Records for this task:

◆ ◆ ◆

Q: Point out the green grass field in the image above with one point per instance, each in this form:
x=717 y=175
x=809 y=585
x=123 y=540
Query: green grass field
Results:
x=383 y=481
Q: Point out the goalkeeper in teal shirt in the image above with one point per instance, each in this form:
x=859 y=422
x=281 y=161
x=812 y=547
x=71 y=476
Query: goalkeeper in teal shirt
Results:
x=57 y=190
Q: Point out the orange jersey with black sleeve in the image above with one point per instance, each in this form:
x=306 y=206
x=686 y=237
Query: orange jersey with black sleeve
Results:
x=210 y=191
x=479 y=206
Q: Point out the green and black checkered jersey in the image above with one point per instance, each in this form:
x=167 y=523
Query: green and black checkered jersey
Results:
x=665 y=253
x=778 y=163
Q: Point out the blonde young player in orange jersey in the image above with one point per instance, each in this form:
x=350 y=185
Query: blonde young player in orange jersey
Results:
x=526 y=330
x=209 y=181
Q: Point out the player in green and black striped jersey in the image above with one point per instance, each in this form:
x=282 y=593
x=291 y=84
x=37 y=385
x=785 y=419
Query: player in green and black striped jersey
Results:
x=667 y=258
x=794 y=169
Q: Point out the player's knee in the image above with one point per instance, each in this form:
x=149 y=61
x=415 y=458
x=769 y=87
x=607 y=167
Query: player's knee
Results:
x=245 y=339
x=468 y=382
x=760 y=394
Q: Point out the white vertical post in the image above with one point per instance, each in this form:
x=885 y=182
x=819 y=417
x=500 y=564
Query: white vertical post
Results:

◆ ◆ ◆

Task item: Copy out the material exactly, omitting nothing.

Response for this exercise:
Q: Point out the green grass field in the image above with one point per instance, each in this form:
x=717 y=175
x=809 y=585
x=123 y=540
Query: green grass field
Results:
x=383 y=481
Q: Point out the goalkeeper in teal shirt in the image above with one point per instance, each in this form:
x=859 y=422
x=281 y=161
x=812 y=547
x=71 y=476
Query: goalkeeper in teal shirt
Results:
x=57 y=190
Q: Point out the orange jersey with black sleeve in the image above with one point per instance, each in this form:
x=306 y=206
x=686 y=237
Query: orange jersey with black sleeve
Results:
x=210 y=191
x=479 y=206
Q: Point out the green and black checkered jersey in the image above with one point per instance, each in this form:
x=167 y=523
Query: green and black checkered jersey
Results:
x=665 y=253
x=778 y=163
Q: Point out the blonde young player in orange jersey in the image above with one point per instance, each in this form:
x=350 y=185
Query: blonde young player in orange jersey
Results:
x=526 y=330
x=209 y=181
Q: Point out the player in green and black striped jersey in the image above with one point per instance, each in this form:
x=282 y=593
x=291 y=84
x=37 y=385
x=785 y=419
Query: player in green and black striped jersey
Results:
x=667 y=258
x=794 y=169
Q: Point out the player's knee in the image above with one point per instance, each in this form:
x=149 y=61
x=415 y=458
x=769 y=87
x=607 y=167
Query: player's knee
Results:
x=245 y=339
x=468 y=382
x=760 y=394
Q: Point out the white vertical post in the image above with one point per instance, each in this form:
x=885 y=182
x=819 y=417
x=500 y=564
Query: white vertical post
Results:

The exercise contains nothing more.